Contour labeling data

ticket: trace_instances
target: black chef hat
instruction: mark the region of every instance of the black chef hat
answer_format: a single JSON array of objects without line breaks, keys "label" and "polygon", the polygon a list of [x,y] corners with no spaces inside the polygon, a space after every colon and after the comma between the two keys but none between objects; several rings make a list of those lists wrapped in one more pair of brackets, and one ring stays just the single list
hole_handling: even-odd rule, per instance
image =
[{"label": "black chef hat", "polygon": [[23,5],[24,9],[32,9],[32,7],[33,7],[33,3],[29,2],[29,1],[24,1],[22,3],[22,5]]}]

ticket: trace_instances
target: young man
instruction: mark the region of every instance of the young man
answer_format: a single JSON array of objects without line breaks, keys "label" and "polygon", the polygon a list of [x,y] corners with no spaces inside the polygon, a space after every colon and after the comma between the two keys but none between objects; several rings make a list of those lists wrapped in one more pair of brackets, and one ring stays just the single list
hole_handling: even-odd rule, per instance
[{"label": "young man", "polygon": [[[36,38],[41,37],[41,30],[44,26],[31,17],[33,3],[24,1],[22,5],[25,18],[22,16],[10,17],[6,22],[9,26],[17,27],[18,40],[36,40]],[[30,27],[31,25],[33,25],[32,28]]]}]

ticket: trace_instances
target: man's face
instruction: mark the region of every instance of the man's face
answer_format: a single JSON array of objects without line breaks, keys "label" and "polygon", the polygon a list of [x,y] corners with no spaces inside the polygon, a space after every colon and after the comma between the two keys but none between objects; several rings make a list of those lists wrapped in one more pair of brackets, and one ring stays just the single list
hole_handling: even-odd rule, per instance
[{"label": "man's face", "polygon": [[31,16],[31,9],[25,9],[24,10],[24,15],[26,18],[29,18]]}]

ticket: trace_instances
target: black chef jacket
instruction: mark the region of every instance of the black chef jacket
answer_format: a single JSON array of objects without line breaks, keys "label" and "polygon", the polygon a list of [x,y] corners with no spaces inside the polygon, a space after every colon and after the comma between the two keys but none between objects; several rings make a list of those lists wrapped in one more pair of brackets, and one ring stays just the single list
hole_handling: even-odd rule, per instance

| YOUR GOAL |
Pick out every line of the data above that contains the string "instruction", and copy each one. Case counts.

| FULL RESPONSE |
instruction: mark the region of every instance of the black chef hat
instruction: mark the region of every instance of the young man
instruction: mark the region of every instance of the man's face
instruction: mark the region of every instance of the black chef jacket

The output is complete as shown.